All lines after the one containing "If you could mark the sink drain" are needed, along with that line itself. Please repeat them exactly through the end of the entries.

*-*-*

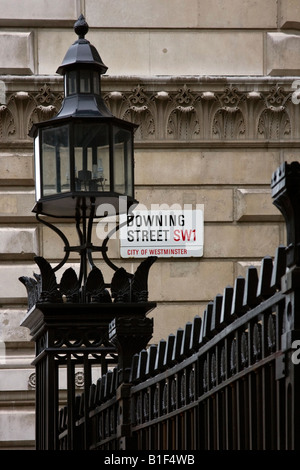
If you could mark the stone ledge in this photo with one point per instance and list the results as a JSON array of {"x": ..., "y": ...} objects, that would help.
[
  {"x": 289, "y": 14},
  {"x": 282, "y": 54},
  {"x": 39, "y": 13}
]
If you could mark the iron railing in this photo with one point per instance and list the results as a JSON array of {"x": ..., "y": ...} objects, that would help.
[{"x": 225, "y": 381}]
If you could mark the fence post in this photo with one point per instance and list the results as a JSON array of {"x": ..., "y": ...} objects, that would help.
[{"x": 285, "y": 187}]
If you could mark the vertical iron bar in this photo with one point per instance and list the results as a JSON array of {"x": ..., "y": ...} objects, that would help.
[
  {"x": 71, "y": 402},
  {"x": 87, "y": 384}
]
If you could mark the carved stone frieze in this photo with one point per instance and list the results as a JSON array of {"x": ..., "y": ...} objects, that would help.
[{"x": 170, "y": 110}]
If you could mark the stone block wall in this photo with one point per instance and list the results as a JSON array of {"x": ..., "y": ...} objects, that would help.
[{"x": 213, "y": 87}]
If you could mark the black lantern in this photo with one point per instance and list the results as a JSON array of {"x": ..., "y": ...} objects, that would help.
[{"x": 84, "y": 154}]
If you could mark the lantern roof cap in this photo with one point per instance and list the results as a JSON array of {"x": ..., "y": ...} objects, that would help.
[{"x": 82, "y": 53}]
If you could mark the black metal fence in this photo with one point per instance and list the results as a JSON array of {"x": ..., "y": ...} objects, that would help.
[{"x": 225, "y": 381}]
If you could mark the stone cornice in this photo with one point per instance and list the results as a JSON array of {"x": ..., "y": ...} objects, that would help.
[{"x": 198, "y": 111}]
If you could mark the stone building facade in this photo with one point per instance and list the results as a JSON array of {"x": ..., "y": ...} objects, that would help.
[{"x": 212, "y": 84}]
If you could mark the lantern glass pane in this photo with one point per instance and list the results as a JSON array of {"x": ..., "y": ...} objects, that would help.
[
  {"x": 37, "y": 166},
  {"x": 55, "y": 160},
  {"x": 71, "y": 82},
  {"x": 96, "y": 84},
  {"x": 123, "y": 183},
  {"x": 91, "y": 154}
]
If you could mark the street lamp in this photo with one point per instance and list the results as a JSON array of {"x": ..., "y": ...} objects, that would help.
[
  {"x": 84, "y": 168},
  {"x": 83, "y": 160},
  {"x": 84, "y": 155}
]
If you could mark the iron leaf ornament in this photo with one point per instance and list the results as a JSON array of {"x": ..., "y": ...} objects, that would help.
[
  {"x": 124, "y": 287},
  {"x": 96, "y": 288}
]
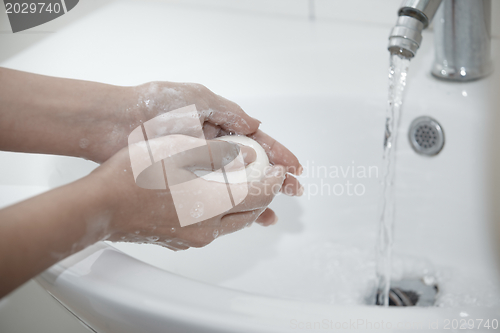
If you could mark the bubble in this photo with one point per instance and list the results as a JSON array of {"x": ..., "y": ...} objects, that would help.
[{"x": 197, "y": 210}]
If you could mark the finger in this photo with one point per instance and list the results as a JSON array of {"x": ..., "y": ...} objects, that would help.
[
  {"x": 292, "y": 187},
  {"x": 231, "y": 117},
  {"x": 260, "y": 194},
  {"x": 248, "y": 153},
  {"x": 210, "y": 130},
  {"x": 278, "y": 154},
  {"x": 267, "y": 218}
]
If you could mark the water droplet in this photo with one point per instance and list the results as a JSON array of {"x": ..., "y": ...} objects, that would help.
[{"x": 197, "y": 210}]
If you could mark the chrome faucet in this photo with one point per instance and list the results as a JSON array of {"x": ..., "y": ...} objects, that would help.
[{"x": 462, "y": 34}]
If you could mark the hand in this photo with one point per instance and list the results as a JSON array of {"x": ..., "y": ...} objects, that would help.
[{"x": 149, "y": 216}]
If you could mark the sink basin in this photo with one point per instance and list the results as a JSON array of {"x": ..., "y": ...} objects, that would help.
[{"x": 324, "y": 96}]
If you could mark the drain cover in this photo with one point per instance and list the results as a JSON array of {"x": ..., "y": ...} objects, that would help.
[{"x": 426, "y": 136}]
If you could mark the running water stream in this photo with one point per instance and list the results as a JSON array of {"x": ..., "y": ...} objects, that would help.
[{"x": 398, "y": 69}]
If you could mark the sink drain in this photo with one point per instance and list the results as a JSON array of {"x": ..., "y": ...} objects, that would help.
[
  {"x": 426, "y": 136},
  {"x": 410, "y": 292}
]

*-*-*

**YOUR SOLUTION:**
If you could mark the sink drain in this photo with one point per instance and list the results as a JSON array of {"x": ..., "y": ...} objects, that would help.
[
  {"x": 426, "y": 136},
  {"x": 410, "y": 292}
]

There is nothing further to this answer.